PROBLEM DETAILS: Write out, word for word, every line from the one containing "Check that every instance of the picture" through the last line of the records below, both ends included.

GIVEN DATA:
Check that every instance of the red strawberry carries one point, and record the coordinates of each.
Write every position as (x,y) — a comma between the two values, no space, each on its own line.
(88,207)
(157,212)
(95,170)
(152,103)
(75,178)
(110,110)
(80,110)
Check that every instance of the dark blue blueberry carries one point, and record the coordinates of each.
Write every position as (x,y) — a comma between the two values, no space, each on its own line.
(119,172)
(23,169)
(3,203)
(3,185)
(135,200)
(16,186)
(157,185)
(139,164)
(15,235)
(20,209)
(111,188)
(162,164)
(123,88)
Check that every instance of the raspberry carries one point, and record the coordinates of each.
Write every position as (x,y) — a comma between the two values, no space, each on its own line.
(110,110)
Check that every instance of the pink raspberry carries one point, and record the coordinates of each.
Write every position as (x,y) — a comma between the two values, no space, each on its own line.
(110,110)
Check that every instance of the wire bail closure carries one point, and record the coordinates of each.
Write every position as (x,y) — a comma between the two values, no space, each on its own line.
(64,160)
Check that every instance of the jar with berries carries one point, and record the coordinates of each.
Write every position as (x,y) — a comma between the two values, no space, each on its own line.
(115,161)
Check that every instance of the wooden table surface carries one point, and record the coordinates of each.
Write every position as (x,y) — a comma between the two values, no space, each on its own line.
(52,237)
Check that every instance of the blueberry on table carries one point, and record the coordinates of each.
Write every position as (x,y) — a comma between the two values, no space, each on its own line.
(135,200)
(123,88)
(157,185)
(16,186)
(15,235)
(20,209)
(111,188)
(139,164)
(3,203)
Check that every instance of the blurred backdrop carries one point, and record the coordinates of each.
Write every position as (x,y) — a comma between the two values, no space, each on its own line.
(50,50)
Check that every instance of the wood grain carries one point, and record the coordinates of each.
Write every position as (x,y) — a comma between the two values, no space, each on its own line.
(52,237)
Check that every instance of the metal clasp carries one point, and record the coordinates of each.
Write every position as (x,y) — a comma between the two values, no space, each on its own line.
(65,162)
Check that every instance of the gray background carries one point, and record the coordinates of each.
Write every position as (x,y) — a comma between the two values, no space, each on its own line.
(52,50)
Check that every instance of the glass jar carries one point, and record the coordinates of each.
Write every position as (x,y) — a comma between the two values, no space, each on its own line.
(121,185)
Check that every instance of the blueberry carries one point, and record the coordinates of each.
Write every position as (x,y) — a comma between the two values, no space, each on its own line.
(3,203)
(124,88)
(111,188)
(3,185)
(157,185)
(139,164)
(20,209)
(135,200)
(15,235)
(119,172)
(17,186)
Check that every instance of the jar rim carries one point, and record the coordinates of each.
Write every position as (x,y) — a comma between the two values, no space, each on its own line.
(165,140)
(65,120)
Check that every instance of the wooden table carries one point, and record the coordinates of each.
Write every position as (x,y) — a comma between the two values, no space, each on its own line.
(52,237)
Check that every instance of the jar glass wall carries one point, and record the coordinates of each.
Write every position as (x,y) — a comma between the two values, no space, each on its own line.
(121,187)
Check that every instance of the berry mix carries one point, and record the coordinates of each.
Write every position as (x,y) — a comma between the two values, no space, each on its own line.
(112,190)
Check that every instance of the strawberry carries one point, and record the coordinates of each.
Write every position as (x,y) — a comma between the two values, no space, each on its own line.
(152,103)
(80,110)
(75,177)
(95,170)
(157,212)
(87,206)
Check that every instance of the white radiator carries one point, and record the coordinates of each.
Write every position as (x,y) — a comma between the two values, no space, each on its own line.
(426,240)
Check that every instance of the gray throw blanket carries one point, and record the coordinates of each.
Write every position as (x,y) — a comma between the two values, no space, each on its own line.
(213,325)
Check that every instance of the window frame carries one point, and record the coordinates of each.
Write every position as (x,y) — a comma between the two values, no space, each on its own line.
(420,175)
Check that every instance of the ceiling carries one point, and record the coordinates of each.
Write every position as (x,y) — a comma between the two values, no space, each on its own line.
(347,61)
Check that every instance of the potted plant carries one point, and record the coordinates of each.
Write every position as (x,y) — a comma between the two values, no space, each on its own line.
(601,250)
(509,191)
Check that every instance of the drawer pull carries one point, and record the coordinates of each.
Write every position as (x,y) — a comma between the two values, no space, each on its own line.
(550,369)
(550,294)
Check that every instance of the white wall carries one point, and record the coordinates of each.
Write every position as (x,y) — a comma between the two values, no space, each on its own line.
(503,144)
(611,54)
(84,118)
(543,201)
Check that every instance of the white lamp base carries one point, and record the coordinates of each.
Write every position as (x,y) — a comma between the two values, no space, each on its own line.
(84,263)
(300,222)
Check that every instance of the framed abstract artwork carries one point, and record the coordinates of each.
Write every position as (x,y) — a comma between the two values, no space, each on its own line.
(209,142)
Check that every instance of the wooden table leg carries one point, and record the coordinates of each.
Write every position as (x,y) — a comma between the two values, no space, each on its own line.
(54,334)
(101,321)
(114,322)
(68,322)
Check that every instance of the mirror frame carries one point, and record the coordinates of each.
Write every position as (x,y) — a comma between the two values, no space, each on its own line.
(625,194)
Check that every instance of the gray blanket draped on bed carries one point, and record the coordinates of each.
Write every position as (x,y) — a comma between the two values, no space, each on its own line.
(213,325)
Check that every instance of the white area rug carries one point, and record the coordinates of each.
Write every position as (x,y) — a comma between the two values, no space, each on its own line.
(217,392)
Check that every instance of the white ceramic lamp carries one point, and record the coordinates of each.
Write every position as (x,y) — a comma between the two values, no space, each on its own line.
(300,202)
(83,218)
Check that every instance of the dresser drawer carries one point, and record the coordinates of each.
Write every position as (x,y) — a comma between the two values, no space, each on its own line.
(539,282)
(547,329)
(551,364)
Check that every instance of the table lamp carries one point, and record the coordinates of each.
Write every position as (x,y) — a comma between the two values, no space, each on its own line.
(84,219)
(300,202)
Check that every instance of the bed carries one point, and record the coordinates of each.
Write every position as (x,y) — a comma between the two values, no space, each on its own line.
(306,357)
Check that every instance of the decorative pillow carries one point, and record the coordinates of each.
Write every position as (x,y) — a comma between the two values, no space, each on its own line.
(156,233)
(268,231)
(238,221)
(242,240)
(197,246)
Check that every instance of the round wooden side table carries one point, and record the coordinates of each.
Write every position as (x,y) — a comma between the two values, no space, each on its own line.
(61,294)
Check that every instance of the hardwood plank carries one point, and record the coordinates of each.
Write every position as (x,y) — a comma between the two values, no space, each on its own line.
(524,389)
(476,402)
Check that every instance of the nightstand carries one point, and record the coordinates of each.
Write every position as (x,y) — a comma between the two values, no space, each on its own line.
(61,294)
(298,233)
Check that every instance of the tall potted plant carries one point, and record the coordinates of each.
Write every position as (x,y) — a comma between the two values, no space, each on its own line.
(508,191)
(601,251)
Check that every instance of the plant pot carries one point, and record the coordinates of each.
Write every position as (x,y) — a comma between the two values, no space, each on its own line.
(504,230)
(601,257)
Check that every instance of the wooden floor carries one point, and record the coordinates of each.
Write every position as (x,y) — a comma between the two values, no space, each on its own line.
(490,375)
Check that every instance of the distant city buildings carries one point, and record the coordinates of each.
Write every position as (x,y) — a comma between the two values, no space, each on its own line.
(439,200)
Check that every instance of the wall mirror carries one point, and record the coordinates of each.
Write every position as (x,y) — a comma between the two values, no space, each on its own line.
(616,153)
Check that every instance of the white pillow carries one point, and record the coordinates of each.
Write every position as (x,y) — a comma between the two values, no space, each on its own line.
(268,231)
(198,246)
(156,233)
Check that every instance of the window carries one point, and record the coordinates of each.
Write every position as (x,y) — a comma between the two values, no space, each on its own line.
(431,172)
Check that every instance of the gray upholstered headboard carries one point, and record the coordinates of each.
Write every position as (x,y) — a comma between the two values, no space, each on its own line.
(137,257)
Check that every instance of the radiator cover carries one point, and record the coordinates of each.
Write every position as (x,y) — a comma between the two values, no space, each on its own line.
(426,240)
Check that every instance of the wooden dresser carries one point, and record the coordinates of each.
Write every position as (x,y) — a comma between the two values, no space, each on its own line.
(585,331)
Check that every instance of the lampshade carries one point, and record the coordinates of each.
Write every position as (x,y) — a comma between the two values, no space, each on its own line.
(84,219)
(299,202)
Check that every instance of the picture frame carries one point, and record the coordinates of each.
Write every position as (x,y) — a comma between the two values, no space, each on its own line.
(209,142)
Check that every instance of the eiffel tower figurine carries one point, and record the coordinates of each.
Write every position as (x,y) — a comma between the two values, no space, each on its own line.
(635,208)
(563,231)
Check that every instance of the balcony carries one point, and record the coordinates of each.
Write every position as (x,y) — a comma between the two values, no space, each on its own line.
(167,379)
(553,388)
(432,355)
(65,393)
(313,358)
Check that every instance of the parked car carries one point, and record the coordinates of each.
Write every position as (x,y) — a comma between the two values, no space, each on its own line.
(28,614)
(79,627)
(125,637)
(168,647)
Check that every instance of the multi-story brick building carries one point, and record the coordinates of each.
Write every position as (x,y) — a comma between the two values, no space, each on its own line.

EXPECTED OUTPUT:
Check that every instance of the picture frame carries one point, and record the coordinates of each.
Write every position as (x,y) — a comma between the two values, no space, each on its own line.
(209,142)
Check that every instance of the eiffel tower figurine carries one point, and record the coordinates of each.
Write every position as (x,y) — a comma between the two values, no space, each on its own line.
(635,208)
(563,231)
Check that every instance of the balcony carries one point, and record the coordinates of each.
Write every position as (x,y) — a comma between the two values, no space, each on its own line.
(167,379)
(553,388)
(432,355)
(65,393)
(313,358)
Check that every instance of the parked car carries one point, and record the coordinates of each.
Write every position as (x,y) — a comma between the two values, no space, each on its own line.
(28,614)
(79,627)
(125,637)
(168,647)
Check that every instance of the multi-story brick building carries one point, and record the coordinates of each.
Write every position as (x,y) — a comma between the two values, no space, each on its own line.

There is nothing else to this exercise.